» **ELENCO DEI COMPITI**:
A) Elenca tutti i calciatori nominati nella frase del brano sull'Olanda a Italia ’90 che comincia con «Quell’Olanda veniva da un biennio fantastico».
B) Secondo il brano sull'Olanda a Italia ’90, in che modo la squadra olandese superò il girone?
C) Prosegui il brano sull'Olanda a Italia ’90 a partire dalla sua ultima frase.

» **ESTRATTO**:

==================================================

Qualche esempio che ho individuato negli anni:
Italia ’90: L’Olanda di Van Basten, Gullit ecc.
Quell’Olanda veniva da un biennio fantastico, iniziato con la storica vittoria agli Europei del 1988 in Germania e proseguito con i successi nei club del leggendario trio orange del Milan: i paragoni con la Grande Olanda di Cruyff si sprecavano e la squadra poteva disporre anche di una generazione di calciatori carismatici e vincenti come Koeman, Wouters, Van Breukelen ecc.
Van Basten aveva disputato una stagione straordinaria ed era atteso come sicuro capocannoniere e neanche i problemi fisici di Gullit, reduce da un lungo infortunio, sembravano mettere ostacoli alla corazzata olandese, che aveva chiuso le qualificazioni al 1’ posto davanti alla Germania Ovest….invece quel mondiale fu il più brutto mai disputato dai tulipani, che non riuscirono a vincere neanche una partita e passarono il girone per differenza reti sull’Egitto dopo tre squallidi pareggi. Agli ottavi si trovarono di nuovo di fronte i tedeschi di Matthaeus, che li eliminarono in una partita nervosissima, con lo sputo di Rijkaard a Voeller a sintetizzare il fallimento del loro sogno mondiale.

==================================================

» **MATERIALE DISPONIBILE**:
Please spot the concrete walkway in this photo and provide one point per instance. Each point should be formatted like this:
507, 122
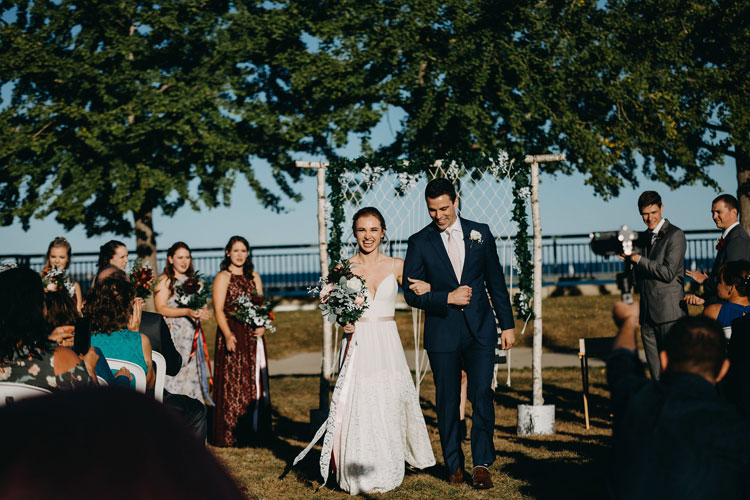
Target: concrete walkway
309, 363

==================================================

» **RISPOSTE AI COMPITI**:
A) Cruyff, Koeman, Wouters, Van Breukelen

B) Lo superò per differenza reti sull'Egitto, dopo tre pareggi.

C)
Usa ’94: La Colombia mancata rivelazione
La Colombia che si affacciava ai mondiali americani fu una di quelle tipiche squadre talmente annunciate come sicure rivelazioni del torneo al punto che quasi si era spento l’”effetto sorpresa” da quanto fossero alte le aspettative nei loro confronti. I colombiani si erano qualificati a USA ’94 dopo una cavalcata trionfale nel girone sudamericano, sigillata da uno storico trionfo per 5-0 in casa dell’Argentina a Buenos Aires che aveva scioccato il mondo. Il CT Maturana era visto come un nuovo santone del calcio, il gioco si annunciava offensivo e spettacolare, dal capitano-icona Valderrama fino al bomber del Parma Faustino Asprilla che in quel periodo era considerato uno dei più grandi attaccanti del mondo. Tutto lasciava pensare che la Colombia avrebbe recitato un ruolo di protagonista assoluta, visto anche il girone sulla carta “abbordabile”: invece la spedizione americana fu un fiasco colossale, con conseguenze persino drammatiche.
A Los Angeles il tandem rumeno Hagi-Raducioiu distrusse i colombiani con un secco 3-1, ma fu la successiva partita contro gli USA a suggellare la disfatta che causerà la tragedia: un goffo autogol di Andres Escobar darà il via alla vittoria degli americani e all’eliminazione matematica della Colombia, che tornerà a casa in un clima di pesantissima contestazione culminata con l’uccisione dello sfortunato difensore da parte della malavita legata al calcio-scommesse.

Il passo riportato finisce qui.